### Given records
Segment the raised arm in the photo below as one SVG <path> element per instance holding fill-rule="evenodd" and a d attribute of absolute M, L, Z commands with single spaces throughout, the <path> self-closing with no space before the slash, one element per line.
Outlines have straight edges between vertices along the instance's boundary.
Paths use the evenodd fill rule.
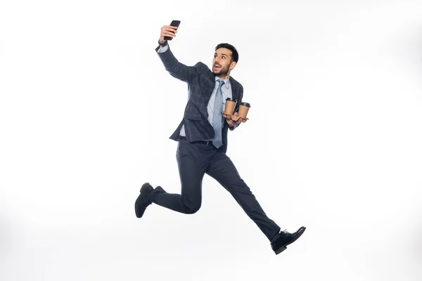
<path fill-rule="evenodd" d="M 196 69 L 179 63 L 170 51 L 167 41 L 164 39 L 165 37 L 175 37 L 177 33 L 177 27 L 171 25 L 164 25 L 161 27 L 161 34 L 158 40 L 160 46 L 155 48 L 155 51 L 165 70 L 172 76 L 188 82 L 196 75 Z"/>

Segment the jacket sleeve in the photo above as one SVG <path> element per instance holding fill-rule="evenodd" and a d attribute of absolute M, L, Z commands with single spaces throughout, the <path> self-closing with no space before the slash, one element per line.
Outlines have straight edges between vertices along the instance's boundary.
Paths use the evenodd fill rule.
<path fill-rule="evenodd" d="M 168 45 L 167 45 L 168 46 Z M 196 75 L 198 70 L 193 66 L 186 66 L 174 57 L 169 46 L 165 52 L 160 53 L 160 47 L 155 48 L 158 57 L 162 62 L 165 70 L 174 77 L 185 82 L 188 82 Z"/>

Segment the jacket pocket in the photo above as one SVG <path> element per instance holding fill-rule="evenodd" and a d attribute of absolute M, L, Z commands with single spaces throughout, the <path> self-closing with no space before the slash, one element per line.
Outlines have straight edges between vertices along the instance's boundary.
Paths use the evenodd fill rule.
<path fill-rule="evenodd" d="M 190 120 L 200 120 L 202 119 L 199 113 L 186 112 L 185 117 Z"/>

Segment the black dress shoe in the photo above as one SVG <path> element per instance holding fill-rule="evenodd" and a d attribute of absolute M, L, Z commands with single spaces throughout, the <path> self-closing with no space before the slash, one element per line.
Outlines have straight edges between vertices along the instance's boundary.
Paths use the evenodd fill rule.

### What is needed
Please rewrite all the rows above, substituting "straight segments" for "straight edges" and keeping everything else unchanged. Leave the pictures out of your answer.

### Solution for this task
Segment the raised arm in the photo below as one SVG <path> element per instance holding fill-rule="evenodd" and a d attribute of absolute M, L, Z commands with single spaces throughout, the <path> self-closing with no space before the slash, one element per line.
Outlines have straight segments between vertices along the instance's boundary.
Paths use the evenodd fill rule.
<path fill-rule="evenodd" d="M 196 69 L 179 63 L 170 51 L 167 41 L 164 39 L 165 37 L 175 37 L 177 33 L 177 27 L 171 25 L 164 25 L 161 27 L 161 34 L 158 40 L 160 46 L 155 48 L 155 51 L 165 70 L 172 76 L 188 82 L 196 75 Z"/>

Segment the jacket sleeve in the photo above as one SVG <path> element per instance holding fill-rule="evenodd" and a d attribute of absolute M, L, Z commands with single spaces throughout, the <path> self-closing with no space before the slash, one element per line.
Outlines have straight segments between vertices along the instance's boundary.
Paths use the evenodd fill rule.
<path fill-rule="evenodd" d="M 168 45 L 167 45 L 168 46 Z M 196 75 L 198 70 L 193 66 L 186 66 L 174 57 L 169 46 L 165 52 L 160 53 L 160 47 L 155 48 L 158 57 L 162 62 L 165 70 L 174 77 L 185 82 L 188 82 Z"/>

Segment the jacket pocket in the photo above as one SVG <path> element per instance holding fill-rule="evenodd" and a d attribute of absolute M, L, Z commands with single spaces throughout, the <path> self-closing with no space before the slash, one element per line.
Outlines have straight segments between vertices along the instance's boundary.
Paths use the evenodd fill rule.
<path fill-rule="evenodd" d="M 190 120 L 200 120 L 202 119 L 199 113 L 186 112 L 185 117 Z"/>

Segment the black dress shoe in the photo above as one SVG <path> element per instance holding fill-rule="evenodd" and a d attribute of absolute M, L, Z commands with single spaces throughout, the <path> self-closing with no space before the slash, one element per line.
Outlines have straight segments between vertices along the instance's boundary.
Paths use the evenodd fill rule.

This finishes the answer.